(What is needed)
Would you retype the whole listing exactly?

(Source material)
Segment Open
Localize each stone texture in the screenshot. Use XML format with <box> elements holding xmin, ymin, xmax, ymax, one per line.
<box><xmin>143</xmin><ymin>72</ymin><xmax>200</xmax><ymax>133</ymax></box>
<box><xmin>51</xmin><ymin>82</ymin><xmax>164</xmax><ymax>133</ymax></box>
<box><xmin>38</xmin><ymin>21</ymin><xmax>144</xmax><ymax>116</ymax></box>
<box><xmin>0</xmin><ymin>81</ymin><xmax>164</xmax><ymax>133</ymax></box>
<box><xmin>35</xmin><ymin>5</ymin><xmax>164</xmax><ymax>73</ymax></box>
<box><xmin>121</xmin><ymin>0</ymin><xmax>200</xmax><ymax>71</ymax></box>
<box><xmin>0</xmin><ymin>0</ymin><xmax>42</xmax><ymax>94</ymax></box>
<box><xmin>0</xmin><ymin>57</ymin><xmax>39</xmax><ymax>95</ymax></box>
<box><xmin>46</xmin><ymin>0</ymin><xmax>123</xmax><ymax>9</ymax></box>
Segment Closed
(Task output)
Localize each stone texture in the screenshot. Use XML format with <box> elements holding xmin, ymin, xmax, ymax, one per line.
<box><xmin>143</xmin><ymin>72</ymin><xmax>200</xmax><ymax>133</ymax></box>
<box><xmin>51</xmin><ymin>82</ymin><xmax>164</xmax><ymax>133</ymax></box>
<box><xmin>38</xmin><ymin>21</ymin><xmax>144</xmax><ymax>116</ymax></box>
<box><xmin>0</xmin><ymin>81</ymin><xmax>164</xmax><ymax>133</ymax></box>
<box><xmin>35</xmin><ymin>5</ymin><xmax>164</xmax><ymax>73</ymax></box>
<box><xmin>121</xmin><ymin>0</ymin><xmax>200</xmax><ymax>71</ymax></box>
<box><xmin>0</xmin><ymin>0</ymin><xmax>42</xmax><ymax>94</ymax></box>
<box><xmin>0</xmin><ymin>57</ymin><xmax>39</xmax><ymax>95</ymax></box>
<box><xmin>46</xmin><ymin>0</ymin><xmax>123</xmax><ymax>9</ymax></box>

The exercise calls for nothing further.